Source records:
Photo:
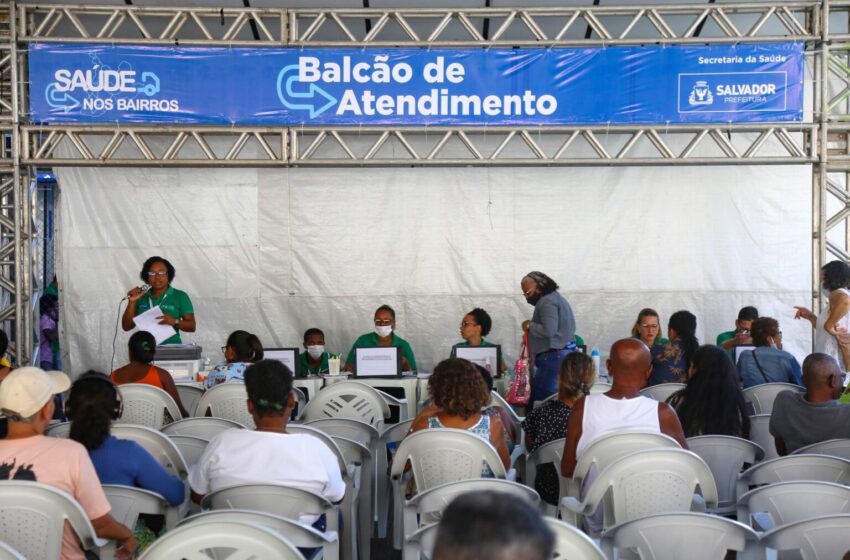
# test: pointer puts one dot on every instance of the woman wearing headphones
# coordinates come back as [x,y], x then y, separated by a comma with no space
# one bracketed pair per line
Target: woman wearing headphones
[142,347]
[93,404]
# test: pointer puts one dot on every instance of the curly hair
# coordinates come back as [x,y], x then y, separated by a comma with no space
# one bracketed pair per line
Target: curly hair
[457,388]
[575,376]
[762,329]
[836,274]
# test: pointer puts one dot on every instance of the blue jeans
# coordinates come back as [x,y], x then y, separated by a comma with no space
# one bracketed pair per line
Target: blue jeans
[544,383]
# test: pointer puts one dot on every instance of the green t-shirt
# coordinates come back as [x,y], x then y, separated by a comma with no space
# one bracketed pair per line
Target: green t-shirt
[172,302]
[306,369]
[371,339]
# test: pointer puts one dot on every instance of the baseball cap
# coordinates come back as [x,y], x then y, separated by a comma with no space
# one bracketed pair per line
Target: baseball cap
[27,389]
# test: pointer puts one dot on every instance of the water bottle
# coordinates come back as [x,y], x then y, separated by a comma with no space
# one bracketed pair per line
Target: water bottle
[595,358]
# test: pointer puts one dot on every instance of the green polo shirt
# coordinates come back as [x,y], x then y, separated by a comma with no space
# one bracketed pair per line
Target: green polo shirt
[371,339]
[306,369]
[172,302]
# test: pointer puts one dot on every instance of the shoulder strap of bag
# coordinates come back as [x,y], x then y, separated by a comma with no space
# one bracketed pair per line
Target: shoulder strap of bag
[758,365]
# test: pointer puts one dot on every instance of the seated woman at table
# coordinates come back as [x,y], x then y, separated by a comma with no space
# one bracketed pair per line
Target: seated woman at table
[384,335]
[241,350]
[142,350]
[459,393]
[474,327]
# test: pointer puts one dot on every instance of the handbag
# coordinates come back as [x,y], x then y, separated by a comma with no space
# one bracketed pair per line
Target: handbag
[520,389]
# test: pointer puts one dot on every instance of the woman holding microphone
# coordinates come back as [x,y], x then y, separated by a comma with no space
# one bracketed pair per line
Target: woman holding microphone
[176,307]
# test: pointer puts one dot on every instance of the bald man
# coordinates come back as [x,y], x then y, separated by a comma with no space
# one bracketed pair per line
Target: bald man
[800,419]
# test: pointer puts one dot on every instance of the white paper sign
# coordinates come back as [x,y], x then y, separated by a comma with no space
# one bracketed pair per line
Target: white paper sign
[383,361]
[149,321]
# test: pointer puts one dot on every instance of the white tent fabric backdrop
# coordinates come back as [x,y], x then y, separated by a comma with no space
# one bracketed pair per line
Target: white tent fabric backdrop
[275,251]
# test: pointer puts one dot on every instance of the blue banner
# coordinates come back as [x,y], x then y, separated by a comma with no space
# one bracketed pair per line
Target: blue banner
[292,86]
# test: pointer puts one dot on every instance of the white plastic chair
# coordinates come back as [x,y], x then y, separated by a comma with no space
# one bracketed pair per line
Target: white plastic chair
[205,427]
[762,396]
[607,449]
[355,504]
[439,456]
[824,538]
[662,391]
[551,452]
[761,436]
[390,438]
[835,447]
[299,534]
[280,500]
[190,395]
[9,553]
[771,506]
[33,516]
[795,468]
[348,399]
[157,444]
[726,457]
[146,405]
[661,480]
[228,401]
[191,447]
[427,506]
[242,540]
[60,430]
[571,543]
[695,536]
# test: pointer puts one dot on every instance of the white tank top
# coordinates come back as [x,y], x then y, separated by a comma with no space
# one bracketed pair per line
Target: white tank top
[825,342]
[604,415]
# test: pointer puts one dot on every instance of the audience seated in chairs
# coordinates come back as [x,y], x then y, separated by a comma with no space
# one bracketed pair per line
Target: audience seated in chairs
[268,455]
[486,526]
[548,421]
[712,403]
[459,394]
[142,350]
[621,408]
[26,398]
[801,419]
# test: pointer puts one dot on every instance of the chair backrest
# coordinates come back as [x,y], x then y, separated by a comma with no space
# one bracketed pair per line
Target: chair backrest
[33,516]
[146,405]
[794,468]
[824,538]
[190,395]
[9,553]
[277,499]
[61,430]
[695,536]
[662,391]
[299,534]
[572,543]
[835,447]
[205,427]
[789,502]
[348,399]
[611,447]
[243,540]
[229,401]
[762,396]
[361,432]
[442,455]
[157,444]
[726,456]
[660,480]
[760,435]
[191,447]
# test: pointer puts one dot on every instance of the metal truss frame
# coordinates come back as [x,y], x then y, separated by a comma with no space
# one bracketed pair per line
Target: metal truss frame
[824,142]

### [Exercise instructions]
Copy all of the entries verbatim, leaving out any pictures they contain.

### [Exercise solution]
Photo:
# test: pointer puts one dot on every instance of the woman wearing headphones
# coordinates come back as [x,y], x then y, separated by a comma with no space
# one bracketed pair per line
Target: woman wearing headphones
[142,347]
[93,404]
# test: pointer puts one dot on every instance of the curly hair
# coordinates come back as [x,y], x then y, separated by a comma with no space
# one bracketed pair per line
Target: curly hair
[457,388]
[575,376]
[762,329]
[836,274]
# test: pointer puts one dot on every instance of the blue jeans
# coordinates come back as [x,y], x then y, separated by a comma with no space
# one bracketed pair per line
Target: blue jeans
[544,383]
# test: pointer puts one dot on every instance of the green t-shirt
# coordinates come back as [x,y], x then y, separated by a comma with no space
# one bracketed pair per line
Target: green t-shirt
[172,302]
[306,369]
[371,339]
# test: pointer puts one dot on every instance of the baseball cap
# coordinates come back as [x,y], x then y, separated by a comma with no space
# one bracketed pair per line
Target: baseball cap
[27,389]
# test: pointer puts one dot on every instance of the water bottle
# coordinates come back as [x,y], x then y, separated by a comma with no space
# one bracketed pair per line
Target: water bottle
[595,358]
# test: pointer puts one dot on every instance of the green polo shirt
# coordinates come back as [x,y], x then y, separated by a comma with no space
# one bracketed pair per line
Target: green polo shirt
[371,339]
[306,369]
[172,302]
# test: pointer puts one dot on every instance of the shoulder strap of bag
# coordinates come back as [x,y], x then y, separated by a comma with no space
# one bracketed pair per line
Target: shoulder strap of bag
[758,365]
# test: pointer puts one dot on every instance of the seated woman at table
# coordinates come back as [x,y], x then y, separated by a comma with no space
# one bracketed pair per line
Target: seated woman at table
[384,335]
[241,350]
[142,350]
[459,393]
[474,327]
# test: pointer puts one dot on every instance of the handbag
# coordinates come back as [x,y], x then y, separated by a comma with no space
# one bracketed pair per line
Target: handbag
[520,389]
# test: pointer puts one dot on every instance of the woman holding microphone
# coordinates come back as [x,y], x then y, separated by a comma with no space
# one bracketed pair per line
Target: woman holding microphone
[176,307]
# test: pointer puts one dot on every instance of the bald man
# coordinates come back as [x,y], x then y, separated by a comma with no space
# one bracketed pair per line
Target: bald man
[800,419]
# test: pointer puts one dot on every instance of the white paper sign
# coordinates come back as [x,y], x then y, separated by a comma with no space
# one bracketed pair per line
Target: white paper sign
[383,361]
[149,321]
# test: pointer puts one dot on every instance of the white tent fabric backdrop
# coordinates come back as [x,y], x then y, separated by a comma with no space
# one bracketed pair per line
Target: white tent fabric backdrop
[275,251]
# test: pointer puts one dot on every instance of the blue banner
# coordinates come back as [x,y], x then y, separated by a comma with no space
# one bracketed pair per line
Target: blue banner
[292,86]
# test: pointer puts one dot on every instance of the white plastic chair
# coordinates come back as [x,y], x then y, separated by a comma with no space
# one bracketed pair per line
Target: white plastic chair
[205,427]
[762,396]
[607,449]
[355,504]
[439,456]
[824,538]
[662,391]
[551,452]
[761,436]
[390,438]
[835,447]
[299,534]
[280,500]
[190,395]
[9,553]
[771,506]
[33,516]
[795,468]
[348,399]
[157,444]
[726,457]
[146,405]
[661,480]
[228,401]
[191,447]
[427,506]
[242,540]
[60,430]
[571,543]
[695,536]
# test: pointer puts one dot on every instance of the white tank top
# coordinates come back as [x,y], x then y, separated by a comma with no space
# one bracketed pair per line
Target: white tank top
[825,342]
[604,415]
# test: pointer puts one dot on every instance of the audience seated in chairs
# coordinates come back as [x,y], x then y, separated by a comma with no space
# one bracketed pair per line
Target: audience seated in chairs
[268,455]
[486,526]
[548,421]
[712,403]
[459,394]
[142,350]
[621,408]
[26,398]
[801,419]
# test: pointer puts one dot on every instance of the chair backrest
# coordinates come back as [x,y], x then y, separated by a comma with no space
# one bracketed pair per line
Target: chair backrest
[33,516]
[146,405]
[794,468]
[824,538]
[190,395]
[9,553]
[277,499]
[61,430]
[695,536]
[662,391]
[299,534]
[572,543]
[835,447]
[205,427]
[789,502]
[348,399]
[611,447]
[243,540]
[229,401]
[762,396]
[361,432]
[442,455]
[157,444]
[726,456]
[660,480]
[760,435]
[191,447]
# test: pointer puts one dot on every instance of the metal truss frame
# coordinates come back as [x,y], x then y, separated by a comma with no space
# one bracketed pair per line
Target: metal truss frame
[824,142]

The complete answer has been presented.